Exercises to complete.
1. According to the passage about Muhammad Ali's brother Rahman, in what year did Cassius Clay discover his passion for boxing?
2. Echo the passage about Muhammad Ali's brother Rahman word for word, starting with "Then there is" and going on through "was instantly enthralled.".
3. Carry on the passage about Muhammad Ali's brother Rahman from the point where it stops.

Provided passage.
☆ ☆ ☆
Then there is Muhammad Ali's younger brother, Rahman, 71, who was once inseparable from him. Indeed, Rahman was with the 11-year-old Cassius Clay (as he then was) on the very day he discovered his passion for boxing.
It happened, as he likes to recall, in 1953, when they went together to Louisville police station to report the theft of Cassius's bike. While they were waiting, he wandered downstairs into the police boxing gym, saw the officers sparring, and was instantly enthralled.
Rahman remained at the great man's side as he rose to greatness, and stuck by him loyally during the years when his heavyweight belt was taken away because of his refusal to go to Vietnam.
Yet after Lonnie took over the running of Ali's personal and business affairs, and set about ridding Ali of the hangers-on who had milked his millions and helped reduce him to bankruptcy as his career faded (his own abject business judgment also played its part), he too became an outcast.
Ali's long-time friend Howard Gosser told me how Lonnie even had Rahman arrested on hearing how he had taken possession of the Clay's old family house and removed some of the furniture.
After death of their mother, Odessa, Rahman was in such dire straits that he moved into the ramshackle, clapboard property in Louisville. However, the deeds had been left to Ali - and as his wife held power of attorney over his affairs, she used the law to recover the property, including the missing furniture, Mr Gosser claims.
Cocooned by his illness, one wonders how much Ali - who was loyal to his friends and relatives to a fault - knew about what was going on.
So who is to blame for the tangled mess? Some point the finger at Lonnie, Ali's childhood neighbour, who gave up a promising career with Kraft foods to care for Ali when his illness took hold, and married him in 1986.
☆ ☆ ☆
Supplied material.
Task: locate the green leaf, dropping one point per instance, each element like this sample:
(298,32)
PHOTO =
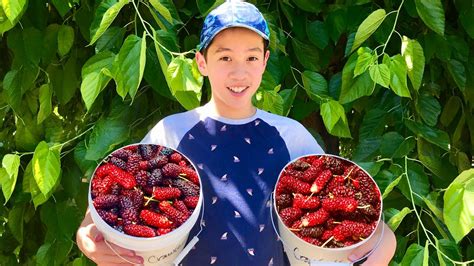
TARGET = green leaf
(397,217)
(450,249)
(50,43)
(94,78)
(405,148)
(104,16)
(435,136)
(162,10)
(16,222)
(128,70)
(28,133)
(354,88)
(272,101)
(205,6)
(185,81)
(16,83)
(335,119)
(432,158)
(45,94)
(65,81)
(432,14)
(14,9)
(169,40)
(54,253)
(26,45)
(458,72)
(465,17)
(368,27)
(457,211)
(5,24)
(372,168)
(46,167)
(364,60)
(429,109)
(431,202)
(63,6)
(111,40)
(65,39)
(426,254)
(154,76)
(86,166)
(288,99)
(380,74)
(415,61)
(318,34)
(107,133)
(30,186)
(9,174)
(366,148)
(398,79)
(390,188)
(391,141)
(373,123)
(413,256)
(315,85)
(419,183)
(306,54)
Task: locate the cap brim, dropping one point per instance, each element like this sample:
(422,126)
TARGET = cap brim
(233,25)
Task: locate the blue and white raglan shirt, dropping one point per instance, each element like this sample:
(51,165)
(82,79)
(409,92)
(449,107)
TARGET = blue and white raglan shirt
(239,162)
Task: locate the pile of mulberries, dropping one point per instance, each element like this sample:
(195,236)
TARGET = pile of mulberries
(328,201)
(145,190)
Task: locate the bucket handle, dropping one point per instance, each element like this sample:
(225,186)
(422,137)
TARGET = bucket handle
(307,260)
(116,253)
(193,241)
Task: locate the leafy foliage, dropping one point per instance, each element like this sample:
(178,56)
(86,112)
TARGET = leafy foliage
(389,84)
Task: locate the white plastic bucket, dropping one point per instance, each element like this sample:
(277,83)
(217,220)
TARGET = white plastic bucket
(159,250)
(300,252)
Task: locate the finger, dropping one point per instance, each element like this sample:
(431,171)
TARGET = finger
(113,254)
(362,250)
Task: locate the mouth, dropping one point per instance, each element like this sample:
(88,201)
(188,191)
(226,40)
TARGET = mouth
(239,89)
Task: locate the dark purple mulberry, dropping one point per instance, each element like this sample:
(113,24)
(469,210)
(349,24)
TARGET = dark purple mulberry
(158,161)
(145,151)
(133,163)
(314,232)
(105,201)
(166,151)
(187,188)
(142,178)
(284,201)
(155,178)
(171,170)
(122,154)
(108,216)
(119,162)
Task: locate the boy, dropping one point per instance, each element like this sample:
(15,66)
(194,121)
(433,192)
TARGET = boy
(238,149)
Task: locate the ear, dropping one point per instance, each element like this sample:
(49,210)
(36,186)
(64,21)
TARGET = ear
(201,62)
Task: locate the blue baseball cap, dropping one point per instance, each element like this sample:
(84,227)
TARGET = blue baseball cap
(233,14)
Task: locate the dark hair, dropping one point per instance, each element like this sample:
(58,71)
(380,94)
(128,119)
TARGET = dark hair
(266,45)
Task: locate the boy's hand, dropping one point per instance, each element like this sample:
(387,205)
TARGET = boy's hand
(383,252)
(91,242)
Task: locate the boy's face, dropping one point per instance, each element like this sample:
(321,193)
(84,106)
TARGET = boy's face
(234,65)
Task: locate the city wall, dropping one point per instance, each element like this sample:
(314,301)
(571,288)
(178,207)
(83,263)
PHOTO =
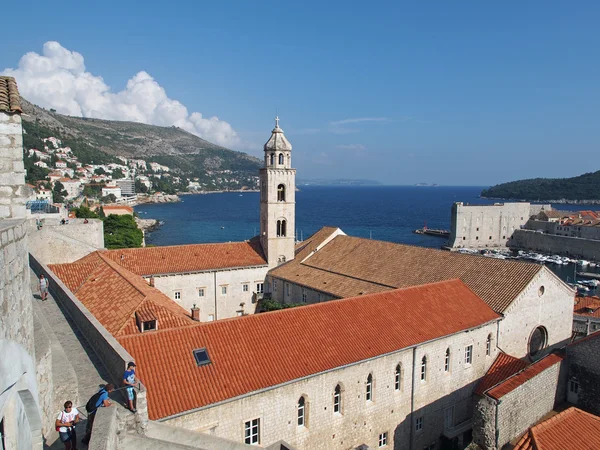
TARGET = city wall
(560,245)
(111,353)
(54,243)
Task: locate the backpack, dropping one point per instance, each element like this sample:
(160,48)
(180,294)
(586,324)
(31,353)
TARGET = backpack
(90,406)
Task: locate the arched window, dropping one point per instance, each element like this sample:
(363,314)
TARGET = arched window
☆ ☆ ☆
Responses.
1. 1953

2.
Then there is Muhammad Ali's younger brother, Rahman, 71, who was once inseparable from him. Indeed, Rahman was with the 11-year-old Cassius Clay (as he then was) on the very day he discovered his passion for boxing.
It happened, as he likes to recall, in 1953, when they went together to Louisville police station to report the theft of Cassius's bike. While they were waiting, he wandered downstairs into the police boxing gym, saw the officers sparring, and was instantly enthralled.

3.
Though few doubt her devotion, they say she is keenly aware of his wealth, now said to be around £60million, and sure to accumulate posthumously, like that of Elvis and Michael Jackson.
Others maintain that, by ruthlessly purging his grasping acolytes and wresting control of his financial affairs with great acuity, she saved him from penury, thus making his decline as comfortable as possible.
Though the former heavyweight champion strove to present himself as a patriarchal figure, and clearly loved his disparate family in his own aberrant way, his son Ali Junior says the boxer took after his own father, Cassius Marcellus Clay, a philandering Kentucky artist.
Clean-cut and abidingly polite until he achieved fame, after he married for the first time - to Sonja Roi, a sassy cocktail waitress with whom he spent just one, tempestuous year - everything changed.
Though he converted to Islam, and was no doubt sincere in his faith, he sewed his wild oats at every opportunity. Meanwhile, he quickly divorced Sonja and married Belinda, who was just 15 and working in a Los Angeles bakery run by the Nation of Islam when his roving eye fell on her.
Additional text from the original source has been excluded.